== TEKS BACAAN ==
##########

Follow Us

Survei CfDS UGM: Penipuan Digital Marak, Terbanyak Berkedok Hadiah Lewat SMS dan Telepon

Wahyu Subyanto - Jumat, 26 Agustus 2022 | 11:44
Ilustrasi penipuan online
gridoto

Ilustrasi penipuan online

Nextren.com - Kasus penipuan digital dan kebocoran data sering terjadi di Indonesia, menunjukkan betapa rentan sistem perlindungan data pribadi.

Mengingat rentannya warga Indonesia menjadi korban penipuan digital yang sangat beragam, Indonesia dinilai butuh payung hukum pembentukan satuan tugas khusus untuk mencegah dan menangani penipuan digital.

Rekomendasi itu muncul dalam diskusi peluncuran hasil riset “Penipuan Digital di Indonesia: Modus, Medium, dan Rekomendasi” (24/8/2022) yang diadakan oleh Center for Digital Society (CfDS) Universitas Gadjah Mada bersama Program Magister Ilmu Komunikasi Fisipol UGM dan PR2Media dengan dukungan WhatsApp.

##########

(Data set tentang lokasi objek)
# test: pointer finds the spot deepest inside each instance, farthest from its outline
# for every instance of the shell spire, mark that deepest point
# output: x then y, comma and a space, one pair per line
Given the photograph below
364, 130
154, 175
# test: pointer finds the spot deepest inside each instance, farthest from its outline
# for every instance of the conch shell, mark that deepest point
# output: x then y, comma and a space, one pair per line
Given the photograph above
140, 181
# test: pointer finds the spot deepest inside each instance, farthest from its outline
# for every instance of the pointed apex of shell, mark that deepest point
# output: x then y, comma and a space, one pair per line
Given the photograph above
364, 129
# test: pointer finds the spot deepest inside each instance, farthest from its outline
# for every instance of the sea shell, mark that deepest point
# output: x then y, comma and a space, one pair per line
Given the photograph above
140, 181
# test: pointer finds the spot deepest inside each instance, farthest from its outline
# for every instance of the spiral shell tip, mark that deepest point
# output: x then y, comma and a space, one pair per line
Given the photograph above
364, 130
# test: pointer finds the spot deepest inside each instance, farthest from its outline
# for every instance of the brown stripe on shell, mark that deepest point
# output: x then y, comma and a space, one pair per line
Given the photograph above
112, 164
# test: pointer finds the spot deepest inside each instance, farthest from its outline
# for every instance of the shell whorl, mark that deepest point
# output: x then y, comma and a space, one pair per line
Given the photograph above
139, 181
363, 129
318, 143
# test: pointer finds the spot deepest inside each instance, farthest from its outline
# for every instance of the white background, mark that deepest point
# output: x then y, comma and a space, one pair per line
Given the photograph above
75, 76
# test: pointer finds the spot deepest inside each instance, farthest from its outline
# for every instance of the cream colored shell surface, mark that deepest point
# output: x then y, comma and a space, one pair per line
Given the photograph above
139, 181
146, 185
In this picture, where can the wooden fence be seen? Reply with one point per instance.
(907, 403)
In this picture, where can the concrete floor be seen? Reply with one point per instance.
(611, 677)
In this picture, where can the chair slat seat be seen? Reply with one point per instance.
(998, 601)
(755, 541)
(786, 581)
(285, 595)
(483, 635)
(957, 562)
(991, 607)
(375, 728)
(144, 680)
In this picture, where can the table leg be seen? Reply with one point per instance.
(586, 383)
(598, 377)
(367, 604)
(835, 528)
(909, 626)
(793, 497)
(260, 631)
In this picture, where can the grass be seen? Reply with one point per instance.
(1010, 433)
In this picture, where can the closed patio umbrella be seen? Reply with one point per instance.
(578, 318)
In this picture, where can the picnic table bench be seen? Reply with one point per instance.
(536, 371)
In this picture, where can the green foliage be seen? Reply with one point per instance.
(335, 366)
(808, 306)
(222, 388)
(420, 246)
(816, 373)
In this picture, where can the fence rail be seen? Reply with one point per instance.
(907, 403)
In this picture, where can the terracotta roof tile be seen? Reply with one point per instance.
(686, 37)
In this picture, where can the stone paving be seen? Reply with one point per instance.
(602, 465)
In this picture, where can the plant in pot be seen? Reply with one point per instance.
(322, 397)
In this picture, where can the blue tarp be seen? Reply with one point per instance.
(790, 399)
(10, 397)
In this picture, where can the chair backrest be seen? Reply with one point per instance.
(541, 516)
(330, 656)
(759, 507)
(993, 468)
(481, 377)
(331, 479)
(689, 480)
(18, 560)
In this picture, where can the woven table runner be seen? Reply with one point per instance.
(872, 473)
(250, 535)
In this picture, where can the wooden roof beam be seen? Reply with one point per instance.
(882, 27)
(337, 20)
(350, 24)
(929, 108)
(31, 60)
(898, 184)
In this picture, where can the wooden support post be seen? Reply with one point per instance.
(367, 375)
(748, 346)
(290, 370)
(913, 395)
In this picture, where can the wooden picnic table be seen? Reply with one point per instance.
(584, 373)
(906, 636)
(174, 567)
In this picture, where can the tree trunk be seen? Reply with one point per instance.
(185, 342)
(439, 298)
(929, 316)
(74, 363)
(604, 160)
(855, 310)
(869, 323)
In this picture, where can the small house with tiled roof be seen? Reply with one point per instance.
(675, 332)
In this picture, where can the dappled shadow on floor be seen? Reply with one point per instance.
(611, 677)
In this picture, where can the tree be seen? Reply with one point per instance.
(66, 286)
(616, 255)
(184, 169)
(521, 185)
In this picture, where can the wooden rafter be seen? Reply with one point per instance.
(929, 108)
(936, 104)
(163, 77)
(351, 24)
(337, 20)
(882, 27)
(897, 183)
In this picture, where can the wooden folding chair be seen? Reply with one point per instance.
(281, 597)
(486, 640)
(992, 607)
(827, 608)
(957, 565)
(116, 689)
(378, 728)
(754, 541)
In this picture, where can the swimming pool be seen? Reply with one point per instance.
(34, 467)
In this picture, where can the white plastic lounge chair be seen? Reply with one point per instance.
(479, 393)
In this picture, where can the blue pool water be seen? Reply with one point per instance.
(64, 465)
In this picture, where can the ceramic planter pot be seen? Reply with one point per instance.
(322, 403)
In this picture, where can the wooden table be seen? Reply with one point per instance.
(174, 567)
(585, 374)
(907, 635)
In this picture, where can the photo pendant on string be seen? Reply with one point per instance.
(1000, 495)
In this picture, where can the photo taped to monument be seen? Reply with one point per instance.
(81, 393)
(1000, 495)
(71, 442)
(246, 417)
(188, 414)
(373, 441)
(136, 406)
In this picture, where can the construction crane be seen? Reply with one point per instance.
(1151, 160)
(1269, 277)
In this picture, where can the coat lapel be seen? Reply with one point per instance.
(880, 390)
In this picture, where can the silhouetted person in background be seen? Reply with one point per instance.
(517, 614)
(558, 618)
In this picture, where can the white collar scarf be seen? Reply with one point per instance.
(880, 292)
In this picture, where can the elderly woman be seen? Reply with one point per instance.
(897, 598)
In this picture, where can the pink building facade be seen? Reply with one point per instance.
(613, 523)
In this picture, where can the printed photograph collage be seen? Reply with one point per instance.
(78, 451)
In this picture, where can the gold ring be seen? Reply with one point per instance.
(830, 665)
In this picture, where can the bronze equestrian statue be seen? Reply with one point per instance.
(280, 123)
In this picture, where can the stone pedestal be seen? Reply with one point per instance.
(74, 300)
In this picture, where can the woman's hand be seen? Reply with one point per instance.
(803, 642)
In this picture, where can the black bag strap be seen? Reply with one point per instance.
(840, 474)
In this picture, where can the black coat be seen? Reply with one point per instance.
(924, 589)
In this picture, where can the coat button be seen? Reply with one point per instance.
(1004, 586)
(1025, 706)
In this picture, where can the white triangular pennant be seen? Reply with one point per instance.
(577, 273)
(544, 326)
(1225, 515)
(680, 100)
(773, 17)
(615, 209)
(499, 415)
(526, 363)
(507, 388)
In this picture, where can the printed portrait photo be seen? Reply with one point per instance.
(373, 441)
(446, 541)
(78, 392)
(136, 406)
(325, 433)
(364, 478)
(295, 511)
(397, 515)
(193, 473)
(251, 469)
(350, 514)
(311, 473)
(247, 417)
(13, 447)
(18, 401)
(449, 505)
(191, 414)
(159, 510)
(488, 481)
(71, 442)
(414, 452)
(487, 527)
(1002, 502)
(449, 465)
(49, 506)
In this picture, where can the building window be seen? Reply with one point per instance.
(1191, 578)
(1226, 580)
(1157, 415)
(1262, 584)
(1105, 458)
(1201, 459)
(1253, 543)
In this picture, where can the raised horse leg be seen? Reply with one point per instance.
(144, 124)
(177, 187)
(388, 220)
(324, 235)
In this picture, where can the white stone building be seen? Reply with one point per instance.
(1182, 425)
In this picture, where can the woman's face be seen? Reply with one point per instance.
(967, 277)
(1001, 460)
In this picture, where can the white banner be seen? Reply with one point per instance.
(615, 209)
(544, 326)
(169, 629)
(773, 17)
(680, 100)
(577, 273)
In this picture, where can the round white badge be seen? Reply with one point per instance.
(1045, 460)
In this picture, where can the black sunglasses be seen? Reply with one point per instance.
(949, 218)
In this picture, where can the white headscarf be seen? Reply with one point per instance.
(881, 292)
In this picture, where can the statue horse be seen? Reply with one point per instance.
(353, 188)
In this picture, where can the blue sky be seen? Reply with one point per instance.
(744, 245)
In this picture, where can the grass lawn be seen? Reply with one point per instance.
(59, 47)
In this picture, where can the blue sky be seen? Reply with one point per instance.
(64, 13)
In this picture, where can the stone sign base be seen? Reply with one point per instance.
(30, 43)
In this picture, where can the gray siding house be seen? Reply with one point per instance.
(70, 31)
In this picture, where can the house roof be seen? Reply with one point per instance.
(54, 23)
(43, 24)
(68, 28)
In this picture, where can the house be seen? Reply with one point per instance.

##########

== DAFTAR TUGAS ==
1. Jawab pertanyaan berikut berdasarkan berita survei penipuan digital:
(a) Hari dan tanggal berapa berita itu dimuat?
(b) Menurut berita itu, apa yang dibutuhkan Indonesia untuk mencegah dan menangani penipuan digital?
(c) Pihak mana yang memberi dukungan pada diskusi peluncuran hasil riset?
2. Salin persis bagian dari berita survei penipuan digital. Mulailah dari kata-kata yang memuat "Mengingat rentannya warga", lalu berhenti setelah "dengan dukungan WhatsApp.".
Data ini adalah bahan tersendiri yang terpisah dari teks bacaan.

== KUNCI JAWABAN ==
1.
(a) Jumat, 26 Agustus 2022.
(b) Payung hukum pembentukan satuan tugas khusus untuk mencegah dan menangani penipuan digital.
(c) WhatsApp.

2.
Mengingat rentannya warga Indonesia menjadi korban penipuan digital yang sangat beragam, Indonesia dinilai butuh payung hukum pembentukan satuan tugas khusus untuk mencegah dan menangani penipuan digital.

Rekomendasi itu muncul dalam diskusi peluncuran hasil riset “Penipuan Digital di Indonesia: Modus, Medium, dan Rekomendasi” (24/8/2022) yang diadakan oleh Center for Digital Society (CfDS) Universitas Gadjah Mada bersama Program Magister Ilmu Komunikasi Fisipol UGM dan PR2Media dengan dukungan WhatsApp.